> [TEXTE FOURNI]:
Nima Khorrami

La stratégie suédoise de lutte contre la radicalisation et de déradicalisation s’appuie sur les tentatives passées visant à s’attaquer aux mouvements d’extrême droite et d’extrême gauche, en partant du principe que l’extrémisme facilite et conduit souvent à des actes violents à motivation politique. Le radicalisme, à son tour, est supposé être causé par la ségrégation socio-économique, la pauvreté, le manque d’intégration, l’instabilité du milieu familial et les pratiques discriminatoires ou racistes de la population autochtone, ces facteurs se produisant sous diverses combinaisons, s’entrecroisant et se nourrissant les uns des autres pour créer une détresse existentielle. De plus, ses objectifs – prévenir, anticiper, et protéger sont poursuivis sur trois niveaux interconnectés et coordonnés au niveau central – local, régional et national – par un vaste groupe d’institutions, d’acteurs gouvernementaux et non gouvernementaux, y compris la police et les services de renseignement, les enseignants et éducateurs, les volontaires et/ou activistes communautaires, et des organisations de la société civile. Enfin, l’ensemble de la stratégie s’articule autour de trois axes : la coopération criminologique, pédagogique et intranordique.

Enregistrements de boîtes englobantes:
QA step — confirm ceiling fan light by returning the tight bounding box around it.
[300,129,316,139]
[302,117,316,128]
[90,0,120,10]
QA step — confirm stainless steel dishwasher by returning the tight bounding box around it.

> [CONSIGNE]: Reformulez sous forme de liste le paragraphe du texte sur la stratégie suédoise qui commence par « La stratégie suédoise de lutte », sans perdre ses faits principaux. Appuyez-vous uniquement sur le texte.

> [RÉPONSE ATTENDUE]:
- Fondement : la stratégie reprend les tentatives passées contre l'extrême droite et l'extrême gauche. Elle part du principe que l'extrémisme facilite la violence à motivation politique et y conduit souvent.
- Causes supposées du radicalisme : ségrégation socio-économique, pauvreté, manque d'intégration, instabilité familiale, pratiques discriminatoires ou racistes de la population autochtone. Ces facteurs se combinent et se renforcent jusqu'à créer une détresse existentielle.
- Objectifs : prévenir, anticiper, protéger.
- Niveaux d'action : local, régional et national, coordonnés au niveau central.
- Acteurs : police et services de renseignement, enseignants et éducateurs, volontaires ou activistes communautaires, organisations de la société civile.
- Axes : coopération criminologique, pédagogique et intranordique.